DATA IN THIS EXERCISE:
:::::

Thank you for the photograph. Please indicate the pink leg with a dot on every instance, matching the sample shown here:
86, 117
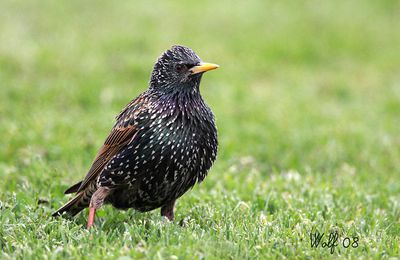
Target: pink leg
92, 213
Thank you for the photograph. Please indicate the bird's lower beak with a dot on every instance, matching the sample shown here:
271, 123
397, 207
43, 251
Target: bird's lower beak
203, 67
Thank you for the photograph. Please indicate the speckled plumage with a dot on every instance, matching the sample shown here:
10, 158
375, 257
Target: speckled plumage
163, 142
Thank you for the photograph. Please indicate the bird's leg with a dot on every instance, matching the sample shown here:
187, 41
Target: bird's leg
168, 210
96, 202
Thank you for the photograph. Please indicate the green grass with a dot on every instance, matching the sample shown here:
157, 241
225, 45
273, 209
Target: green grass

:::::

Reproduce all of the data exactly, omitting each picture it holds.

OUTPUT FOR THIS TASK:
Thank you for the photograph. Please indicate the pink leg with a dot on every instance, matching the sample shown here:
86, 117
Target: pink leg
92, 213
Thank you for the photograph. Please indicate the bird's lower beak with a dot on every instance, matching the sample shown here:
271, 123
397, 207
43, 251
Target: bird's lower beak
203, 67
Thank you for the photograph. Please indicate the speckled plumage with a dot on every instance, matching the sample shown here:
10, 158
375, 257
Target: speckled plumage
163, 142
Thank you for the photograph. Please indicate the bird's leg with a dot on every instance, matching the sample shown here:
187, 41
Target: bird's leg
168, 210
96, 202
Thank you for the photograph. Please indicate the green grass with a dot on every instance, matching the sample shown here:
157, 241
225, 45
273, 209
Target: green grass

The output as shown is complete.